**PASSAGE**
▼
My current process

My Current Process

Listing the codepoints.

Before April 2025

I adapted a Public Domain file called has_char which I found somewhere (location
forgotten, it was years ago) and named it get_codepoints.cc: that links to fontconfig
and enables me to list all codepoints in a TTF or OTF file with a value greater than
or equal to space (it's a bit buggy, sometimes space is not reported).

For TTC or potentially for OTC files I need to separate the individual fonts. I used to
use fontforge, but that has always been awkward and with tiny and faint text in its
user interface. If I have to do this for any future files I will be using an old package
I found at github which I have adapted as getfonts-20240622.

That was all driven by my create-codepoint-files script. That created a codepoints
file, and a formatted 'coverage' file listing all the codepoints under their Unicode
headings. It had a backup approach, using ttf2config.pl supplied in the examples/
directory of Font-TTF-Scripts. The TTC files I knew about were listed but probably
no-longer referenced.

I then ran my generate-all-characters script. That read the codepoints file and
outputted a list (with spaces for missing items) on stdout. I ran it so infrequently
that I found using stdout to check what was happening, followed by Ctrl-C, useful.
Then I ran it again with the output sent to fontname-contents.txt.

To maintain the Unicode blocks and their names I used update-blocks.sh and the
files it references, using a copy of Blocks.txt from Unicode, giving unicode-blocks.
That listed assigned blocks and the unassigned areas in between them. Updating
was only necessary if an updated or new font of interest has a codepoint for which
the block name was not known. That version of unicode-blocks was updated
for Unicode-15.1.0 and has now been renamed to unicode-blocks.old.

Changes in April 2025

While reviewing the binary TL2025-pretest build I noticed that Gnome was moving
to two new fonts, Adwaita Sans and Adwaita Mono. Adwaita Sans is a variable font
( multiple weights and normal or italic in a single TTF). I assumed I could process it
in LuaLatex (true), but initial examination shouwed that my scripts were failing to
find Latin Uppercase A (U+0041) although it clearly exists in the file. That meant I
had to revise my process to allow comments in the codepoints file (in this case, a
comment that I added U+0041).
▲
**WHAT THE TASK ASKS**
Name every font file format that the passage on listing codepoints mentions by its abbreviation. The entries after this sentence come from a separate source.

Pointing dataset excerpts
▼
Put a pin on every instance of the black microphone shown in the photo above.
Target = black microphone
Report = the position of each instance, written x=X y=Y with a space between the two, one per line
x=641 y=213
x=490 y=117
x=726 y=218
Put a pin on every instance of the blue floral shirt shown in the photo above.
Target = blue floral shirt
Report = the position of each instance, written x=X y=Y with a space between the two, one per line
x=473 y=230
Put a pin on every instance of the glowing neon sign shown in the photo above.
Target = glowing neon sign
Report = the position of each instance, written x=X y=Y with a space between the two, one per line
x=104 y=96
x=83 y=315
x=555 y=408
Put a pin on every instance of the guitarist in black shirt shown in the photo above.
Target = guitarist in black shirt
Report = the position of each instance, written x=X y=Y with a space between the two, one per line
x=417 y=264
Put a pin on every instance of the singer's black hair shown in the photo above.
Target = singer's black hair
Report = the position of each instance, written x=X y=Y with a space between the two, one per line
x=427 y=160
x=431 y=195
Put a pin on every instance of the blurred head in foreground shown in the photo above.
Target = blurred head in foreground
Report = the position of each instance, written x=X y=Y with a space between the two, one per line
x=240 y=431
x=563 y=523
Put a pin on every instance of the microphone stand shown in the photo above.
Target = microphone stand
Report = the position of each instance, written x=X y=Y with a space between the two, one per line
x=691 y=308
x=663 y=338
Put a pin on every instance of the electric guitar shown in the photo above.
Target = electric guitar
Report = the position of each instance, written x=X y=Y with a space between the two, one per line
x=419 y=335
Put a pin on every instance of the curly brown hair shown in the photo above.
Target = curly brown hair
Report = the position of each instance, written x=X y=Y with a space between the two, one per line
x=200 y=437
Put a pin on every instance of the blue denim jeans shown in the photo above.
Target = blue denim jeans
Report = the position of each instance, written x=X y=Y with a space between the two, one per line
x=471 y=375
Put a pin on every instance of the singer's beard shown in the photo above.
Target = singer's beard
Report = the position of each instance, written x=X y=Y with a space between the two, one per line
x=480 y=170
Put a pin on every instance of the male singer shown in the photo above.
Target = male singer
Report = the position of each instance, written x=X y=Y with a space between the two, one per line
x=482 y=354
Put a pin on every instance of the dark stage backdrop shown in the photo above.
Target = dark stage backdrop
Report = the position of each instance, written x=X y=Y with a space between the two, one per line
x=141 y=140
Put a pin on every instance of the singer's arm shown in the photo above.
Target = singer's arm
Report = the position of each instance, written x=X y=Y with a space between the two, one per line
▲
**TASK ANSWER**
TTF, OTF, TTC, OTC